Source extract:
----
Laura DuPont is arguably the greatest female tennis player in North Carolina history, and she did it all on her own before Title IX and before women’s tennis received its rightful recognition.
Born in 1949 in Louisville, she moved to Charlotte when she was a sophomore in high school. While in high school she won the state 16-and-under and 18-and-under singles junior championships, and then the state adult championship. She also averaged a whopping 38 points per game on the basketball court.
Laura went on to star in both sports at UNC Chapel Hill. In 1970, she won the women’s collegiate national championships, the first women’s national title ever for the Tar Heels – she also was the school’s first female All-America honoree. In 1971, Laura was ranked No. 1 in the South, and that year she reached the quarterfinals of the U.S. Open. She also led the women’s basketball team in scoring in her two seasons in Chapel Hill.
After graduating in 1972, Laura competed professionally from 1972 to 1984, at one time being ranked as high as No. 9 in the country. Among her career highlights, she won both the U.S. Clay National Championships and the German Open in 1977, the Canadian Open in 1979 and the U.S. Open 35 and over singles title in 1984.
----
Pick up the account of Laura DuPont's tennis career after its last sentence and continue it in the same style.
----
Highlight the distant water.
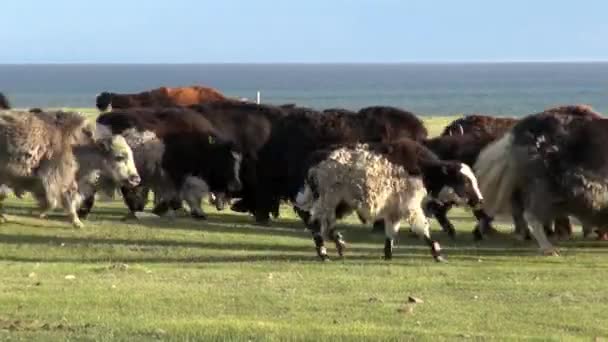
[0,63,608,115]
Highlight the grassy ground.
[0,113,608,341]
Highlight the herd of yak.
[0,86,608,261]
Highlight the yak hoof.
[319,254,331,262]
[120,211,137,221]
[190,212,207,220]
[542,247,560,256]
[596,230,608,241]
[447,227,456,240]
[435,255,448,262]
[336,241,346,258]
[473,227,483,241]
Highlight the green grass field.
[0,113,608,341]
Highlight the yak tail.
[295,170,316,211]
[474,132,519,216]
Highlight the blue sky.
[0,0,608,63]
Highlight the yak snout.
[127,174,141,187]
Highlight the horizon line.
[0,59,608,65]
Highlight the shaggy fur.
[190,101,290,215]
[436,105,602,239]
[296,138,482,258]
[95,86,227,112]
[441,114,517,137]
[0,93,11,109]
[255,107,426,222]
[90,107,241,218]
[475,106,608,253]
[297,145,430,259]
[424,133,494,239]
[0,111,139,227]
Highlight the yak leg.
[555,216,572,239]
[329,229,346,257]
[384,218,400,260]
[426,201,456,239]
[0,185,8,223]
[120,186,150,220]
[473,209,497,240]
[308,219,329,261]
[180,177,209,220]
[34,193,57,219]
[409,208,445,262]
[78,191,95,219]
[61,189,84,228]
[511,193,531,240]
[582,223,593,238]
[524,211,559,255]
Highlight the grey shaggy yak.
[0,111,140,228]
[296,144,476,261]
[475,113,608,255]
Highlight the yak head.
[424,161,483,209]
[97,135,141,187]
[95,91,114,112]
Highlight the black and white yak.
[475,112,608,254]
[296,139,483,261]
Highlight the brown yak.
[95,86,228,112]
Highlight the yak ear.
[97,138,112,153]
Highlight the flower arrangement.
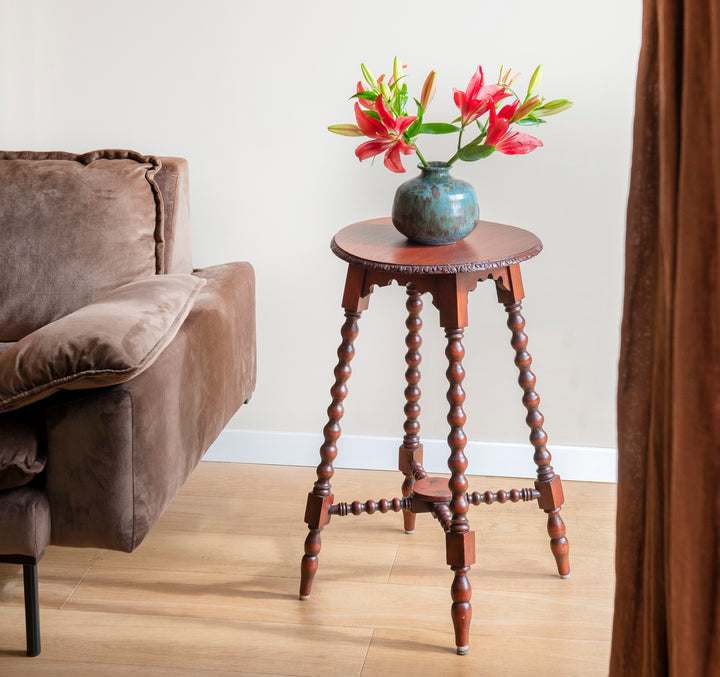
[328,57,573,173]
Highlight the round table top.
[330,218,542,274]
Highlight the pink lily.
[485,101,542,155]
[355,96,417,174]
[453,66,510,127]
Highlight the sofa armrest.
[0,275,205,412]
[45,263,256,551]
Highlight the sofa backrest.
[155,157,193,273]
[0,150,191,341]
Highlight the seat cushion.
[0,413,46,491]
[0,150,164,341]
[0,274,205,412]
[45,263,256,551]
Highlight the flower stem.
[413,143,428,167]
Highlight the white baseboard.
[204,428,617,482]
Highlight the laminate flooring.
[0,462,615,677]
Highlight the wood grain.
[330,218,542,275]
[0,463,615,677]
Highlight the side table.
[300,218,570,655]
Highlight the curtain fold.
[610,0,720,677]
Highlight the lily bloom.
[355,96,417,174]
[485,101,542,155]
[453,66,510,127]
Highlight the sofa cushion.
[0,150,164,341]
[0,274,205,412]
[0,487,50,557]
[0,413,46,491]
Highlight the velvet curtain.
[610,0,720,677]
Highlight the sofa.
[0,150,256,655]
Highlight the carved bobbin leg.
[505,301,570,578]
[445,328,475,655]
[398,285,425,534]
[300,310,360,599]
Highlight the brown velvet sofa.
[0,151,256,655]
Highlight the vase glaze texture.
[392,162,479,245]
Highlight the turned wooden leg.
[504,301,570,578]
[398,285,427,534]
[300,310,360,599]
[445,328,475,655]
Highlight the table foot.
[450,567,472,656]
[299,529,322,599]
[548,508,570,578]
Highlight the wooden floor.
[0,463,615,677]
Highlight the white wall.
[0,0,641,470]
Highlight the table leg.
[504,301,570,578]
[300,310,360,599]
[445,328,475,655]
[398,285,426,534]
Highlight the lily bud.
[527,65,543,96]
[498,66,519,87]
[510,96,542,123]
[393,57,404,84]
[328,125,365,136]
[360,63,377,89]
[420,71,437,110]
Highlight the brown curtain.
[610,0,720,677]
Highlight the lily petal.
[375,96,395,133]
[355,101,388,139]
[495,132,543,155]
[394,115,417,134]
[465,66,485,99]
[355,139,393,162]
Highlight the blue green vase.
[392,162,479,244]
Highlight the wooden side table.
[300,219,570,654]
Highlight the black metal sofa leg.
[0,552,45,657]
[23,558,40,656]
----
Expected output:
Her career spanned the formative years for the Women’s Tennis Association (WTA) – for 10 years, she was elected by her peers to lead as an officer and board member. “Laura was an athlete and a woman who knew how to win on and off the court, and she embodied everything the founders of women’s professional tennis envisioned when we started our movement in 1970,” said Billie Jean King.
Added Pam Shriver: “Laura and I first teamed up in doubles in the late ’70s when I was a newcomer on the WTA Tour and she was an experienced veteran. We won tournaments, played against the best in the world and even qualified for the Tour Championships. She was the opposite of a self-promoter – just a hard-working lover of tennis.”
Laura died on Feb. 20, 2002, of cancer, at the age of 52, but her legacy of achievement lives on. “Laura’s lifetime career record speaks for itself, but what you won’t find in the record books is all that Laura did off the court,” said Peachy Kellmeyer, who has overseen WTA operations for more than four decades. “She was the consummate role model, sacrificing much of her time and resources to improve and advance women’s tennis and its players.”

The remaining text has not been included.